Problem to solve.
Reproduce the listing that follows with no differences at all.

A block of data

------------------------------------

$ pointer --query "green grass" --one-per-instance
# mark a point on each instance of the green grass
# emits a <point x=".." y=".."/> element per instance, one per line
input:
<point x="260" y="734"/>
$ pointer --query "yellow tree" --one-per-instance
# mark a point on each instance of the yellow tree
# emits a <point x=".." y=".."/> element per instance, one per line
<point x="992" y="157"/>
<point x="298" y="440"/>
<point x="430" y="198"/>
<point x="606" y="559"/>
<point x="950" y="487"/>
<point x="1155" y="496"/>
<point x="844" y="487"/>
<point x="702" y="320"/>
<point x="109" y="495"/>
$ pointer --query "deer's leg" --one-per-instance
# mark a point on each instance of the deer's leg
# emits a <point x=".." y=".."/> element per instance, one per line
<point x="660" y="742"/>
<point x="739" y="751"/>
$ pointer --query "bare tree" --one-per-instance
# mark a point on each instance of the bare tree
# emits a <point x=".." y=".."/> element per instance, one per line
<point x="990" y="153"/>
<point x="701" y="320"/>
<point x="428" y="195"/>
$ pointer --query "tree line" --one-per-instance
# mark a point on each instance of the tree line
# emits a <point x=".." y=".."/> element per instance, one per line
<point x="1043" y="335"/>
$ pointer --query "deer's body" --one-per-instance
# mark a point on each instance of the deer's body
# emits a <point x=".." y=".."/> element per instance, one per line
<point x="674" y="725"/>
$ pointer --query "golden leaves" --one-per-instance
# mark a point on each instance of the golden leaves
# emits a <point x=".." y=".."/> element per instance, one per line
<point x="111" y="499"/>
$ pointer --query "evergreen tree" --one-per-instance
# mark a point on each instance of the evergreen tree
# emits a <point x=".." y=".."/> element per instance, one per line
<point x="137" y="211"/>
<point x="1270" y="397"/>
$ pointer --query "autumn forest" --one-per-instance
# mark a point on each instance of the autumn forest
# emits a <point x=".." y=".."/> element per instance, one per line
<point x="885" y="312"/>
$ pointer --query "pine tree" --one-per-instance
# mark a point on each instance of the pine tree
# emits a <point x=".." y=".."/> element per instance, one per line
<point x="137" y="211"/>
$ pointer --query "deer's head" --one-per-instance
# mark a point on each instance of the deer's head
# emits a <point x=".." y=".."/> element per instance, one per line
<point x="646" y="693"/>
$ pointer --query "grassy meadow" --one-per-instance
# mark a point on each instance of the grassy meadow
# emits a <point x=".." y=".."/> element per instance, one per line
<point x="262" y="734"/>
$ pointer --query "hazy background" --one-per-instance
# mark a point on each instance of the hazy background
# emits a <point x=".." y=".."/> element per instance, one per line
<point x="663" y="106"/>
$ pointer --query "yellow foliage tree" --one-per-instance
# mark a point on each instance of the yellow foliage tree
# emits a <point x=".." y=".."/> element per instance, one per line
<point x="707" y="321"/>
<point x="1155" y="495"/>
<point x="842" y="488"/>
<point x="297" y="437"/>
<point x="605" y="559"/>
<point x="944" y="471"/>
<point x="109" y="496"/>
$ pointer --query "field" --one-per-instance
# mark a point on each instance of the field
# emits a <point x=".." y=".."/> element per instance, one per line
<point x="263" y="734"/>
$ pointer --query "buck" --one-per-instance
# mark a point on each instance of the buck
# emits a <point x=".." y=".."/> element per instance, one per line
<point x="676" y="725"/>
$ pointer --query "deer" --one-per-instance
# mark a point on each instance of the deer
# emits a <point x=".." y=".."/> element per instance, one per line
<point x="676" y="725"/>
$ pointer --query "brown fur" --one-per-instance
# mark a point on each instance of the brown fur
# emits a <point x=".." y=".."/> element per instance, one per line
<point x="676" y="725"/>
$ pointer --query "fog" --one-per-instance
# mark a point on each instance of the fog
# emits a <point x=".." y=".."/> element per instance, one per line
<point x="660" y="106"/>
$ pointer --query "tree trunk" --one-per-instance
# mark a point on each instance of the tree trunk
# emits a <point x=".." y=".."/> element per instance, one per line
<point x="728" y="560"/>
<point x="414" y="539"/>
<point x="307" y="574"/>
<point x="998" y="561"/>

------------------------------------

Answer to the task.
$ pointer --query "green grass" --one-per-instance
# mark a point on each instance of the green grass
# emits a <point x=".." y=".."/> element per instance, one per line
input:
<point x="260" y="734"/>
$ pointer --query "yellow tree" --one-per-instance
# mark a point on each instance of the yellow tree
# emits a <point x=".." y=".."/> element per instance, one per line
<point x="992" y="157"/>
<point x="298" y="440"/>
<point x="430" y="198"/>
<point x="606" y="559"/>
<point x="950" y="487"/>
<point x="1155" y="496"/>
<point x="844" y="487"/>
<point x="702" y="320"/>
<point x="109" y="495"/>
$ pointer --query "deer's leg" --one-per-instance
# mark a point on each instance of the deer's leg
# emits a <point x=".." y=".."/> element per instance, one per line
<point x="660" y="742"/>
<point x="739" y="751"/>
$ pointer --query "bare tree" --one-per-instance
# mark a point on each instance of the bare tree
# emits a <point x=".." y=".."/> element per instance, one per line
<point x="990" y="153"/>
<point x="701" y="320"/>
<point x="428" y="195"/>
$ pointer --query "tree line" --one-per-instance
# mark a point on each instance of the tree line
# emits a <point x=".." y=".."/> element per instance, one per line
<point x="1043" y="335"/>
$ pointer --query "deer's body" --one-per-instance
# mark a point on each instance of the deer's body
# emits a <point x=".." y=".."/> element per instance, one per line
<point x="674" y="725"/>
$ pointer --query "golden leaves" --one-per-instance
# mark a point on each instance of the golden leaves
# emits a <point x=".." y=".."/> element per instance, one per line
<point x="111" y="499"/>
$ pointer --query "evergreen tree" --one-per-instance
# mark a point on each instance of the evergreen tree
# emits a <point x=".." y=".."/> element per instance, one per line
<point x="137" y="211"/>
<point x="1270" y="397"/>
$ pointer --query "autumn forest" --one-per-instance
# mark a point on each instance of the autumn forest
# emits a <point x=".." y=".."/> element per instance, one per line
<point x="885" y="312"/>
$ pointer --query "pine tree" --one-per-instance
# mark a point on each instance of the pine tree
# emits a <point x=".." y=".."/> element per instance, one per line
<point x="137" y="211"/>
$ pointer --query "deer's head" --one-per-instance
# mark a point on each instance of the deer's head
# emits a <point x=".." y=".."/> element per instance, one per line
<point x="646" y="693"/>
$ pointer --query "grassy meadow" --one-per-instance
# mark a point on each instance of the grassy meadow
# emits a <point x=".." y=".."/> element per instance, one per line
<point x="262" y="734"/>
$ pointer --query "hazy background" --one-per-instance
# mark a point on each instance of the hazy background
# emits a <point x=".." y=".."/> element per instance, one per line
<point x="663" y="106"/>
$ pointer --query "yellow foliage tree" --one-per-instance
# mark a point on each instance of the yellow foliage tree
# emits a <point x=".." y=".."/> element per instance, one per line
<point x="707" y="321"/>
<point x="1155" y="495"/>
<point x="842" y="488"/>
<point x="297" y="437"/>
<point x="605" y="559"/>
<point x="944" y="471"/>
<point x="109" y="496"/>
$ pointer --query "field" --one-per-instance
# mark a point on each instance of the field
# emits a <point x=".." y=".."/> element per instance, one per line
<point x="263" y="734"/>
$ pointer --query "buck" --one-per-instance
# mark a point on each instance of the buck
# emits a <point x=".." y=".."/> element per instance, one per line
<point x="676" y="725"/>
$ pointer --query "deer" --one-per-instance
# mark a point on each instance of the deer
# emits a <point x=".." y=".."/> element per instance, one per line
<point x="676" y="725"/>
$ pointer --query "brown fur" --one-per-instance
# mark a point on each instance of the brown fur
# emits a <point x=".." y=".."/> element per instance, one per line
<point x="676" y="725"/>
$ pointer --query "fog" --one-per-instance
# mark a point on each instance of the fog
# emits a <point x=".." y=".."/> element per instance, one per line
<point x="660" y="106"/>
$ pointer --query "tree trunk" --one-per-instance
# mark a point on each instance of the tree trunk
# emits a <point x=".." y=".."/> element per instance, one per line
<point x="728" y="560"/>
<point x="414" y="539"/>
<point x="307" y="574"/>
<point x="998" y="561"/>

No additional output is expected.